== Descrição da tarefa ==
Dê continuidade à matéria abaixo sobre a queda das vendas do varejo em dezembro de 2020, começando logo após a última frase.

== Página ==
+--

Comércio varejista experimenta pior baixa pelo menos desde 2000
Lauro Veiga
A
redução do auxílio emergencial nos meses finais do ano passado, as taxas de
desemprego ainda muito elevadas e os efeitos da inflação mais alta sobre a
renda das famílias ajudaram a derrubar as vendas do varejo convencional no
último mês de 2020. Na comparação com novembro, as vendas do setor despencaram
6,1%, o que correspondeu ao pior resultado em toda a série mais recente de
dados da pesquisa mensal do comércio realizada pelo Instituto Brasileiro de
Geografia e Estatística (IBGE), iniciada em 2000. No varejo ampliado, conceito
que inclui concessionárias de motos e veículos, lojas de autopeças e de
material de construção, as venda encolheram 3,7%, com baixas de 2,6% para
veículos, motos e peças e de 1,8% para materiais de construção.

+--

== Entradas fornecidas ==
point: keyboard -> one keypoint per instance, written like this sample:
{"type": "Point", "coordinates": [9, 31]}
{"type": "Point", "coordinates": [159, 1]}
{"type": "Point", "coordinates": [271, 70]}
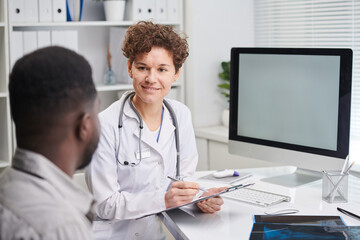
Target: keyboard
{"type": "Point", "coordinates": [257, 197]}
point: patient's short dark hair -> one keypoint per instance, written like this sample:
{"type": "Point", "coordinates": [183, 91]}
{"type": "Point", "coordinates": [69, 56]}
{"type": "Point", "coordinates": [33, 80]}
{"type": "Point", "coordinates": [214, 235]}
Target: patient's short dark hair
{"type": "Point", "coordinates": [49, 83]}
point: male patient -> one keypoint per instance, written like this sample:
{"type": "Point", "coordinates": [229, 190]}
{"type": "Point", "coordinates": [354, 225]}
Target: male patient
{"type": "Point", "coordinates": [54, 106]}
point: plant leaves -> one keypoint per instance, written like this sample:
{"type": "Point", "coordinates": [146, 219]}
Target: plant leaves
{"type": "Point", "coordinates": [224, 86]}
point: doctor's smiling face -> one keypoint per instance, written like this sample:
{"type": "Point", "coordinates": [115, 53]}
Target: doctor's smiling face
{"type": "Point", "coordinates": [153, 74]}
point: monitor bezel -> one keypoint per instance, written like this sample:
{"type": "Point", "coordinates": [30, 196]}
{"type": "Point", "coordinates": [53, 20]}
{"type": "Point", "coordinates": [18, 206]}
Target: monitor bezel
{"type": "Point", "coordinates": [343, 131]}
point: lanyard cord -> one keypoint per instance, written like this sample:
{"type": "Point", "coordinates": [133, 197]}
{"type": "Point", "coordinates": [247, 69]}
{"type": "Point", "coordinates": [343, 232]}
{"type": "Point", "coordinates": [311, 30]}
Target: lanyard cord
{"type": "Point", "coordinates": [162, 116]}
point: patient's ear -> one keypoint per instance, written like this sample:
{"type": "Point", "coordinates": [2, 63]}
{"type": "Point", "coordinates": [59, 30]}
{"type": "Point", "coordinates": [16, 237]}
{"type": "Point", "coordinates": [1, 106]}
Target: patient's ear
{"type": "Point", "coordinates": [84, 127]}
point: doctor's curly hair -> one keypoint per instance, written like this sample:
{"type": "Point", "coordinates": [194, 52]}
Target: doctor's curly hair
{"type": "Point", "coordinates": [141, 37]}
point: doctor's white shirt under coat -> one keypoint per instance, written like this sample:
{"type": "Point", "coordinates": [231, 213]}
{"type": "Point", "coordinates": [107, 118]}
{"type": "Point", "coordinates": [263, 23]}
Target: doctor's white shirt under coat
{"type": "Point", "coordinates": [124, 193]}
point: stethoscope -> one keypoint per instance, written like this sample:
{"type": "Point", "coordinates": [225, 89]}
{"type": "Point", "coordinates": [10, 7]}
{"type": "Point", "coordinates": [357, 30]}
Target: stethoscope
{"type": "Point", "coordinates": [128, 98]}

+--

== Resposta à tarefa ==
O
comportamento das vendas até ali sugere resultados desanimadores para o início
deste ano, levando-se em conta que os fatores que levaram ao forte
desaquecimento na virada do ano estarão ainda presentes e, de certa forma, até
com intensidade maior. Deve-se considerar que dezembro ainda registrou
pagamentos do auxílio emergencial, ainda que em valores mais reduzidos quando
comparados a julho e agosto, programa extinto no final de 2020. A perda de
rendimentos causada pelo fim do auxílio deverá empurrar mais pessoas que
estavam fora do mercado de volta às ruas para procurar alguma forma de ocupação
(o que já vinha ocorrendo no último trimestre do ano passado com a redução do
auxílio).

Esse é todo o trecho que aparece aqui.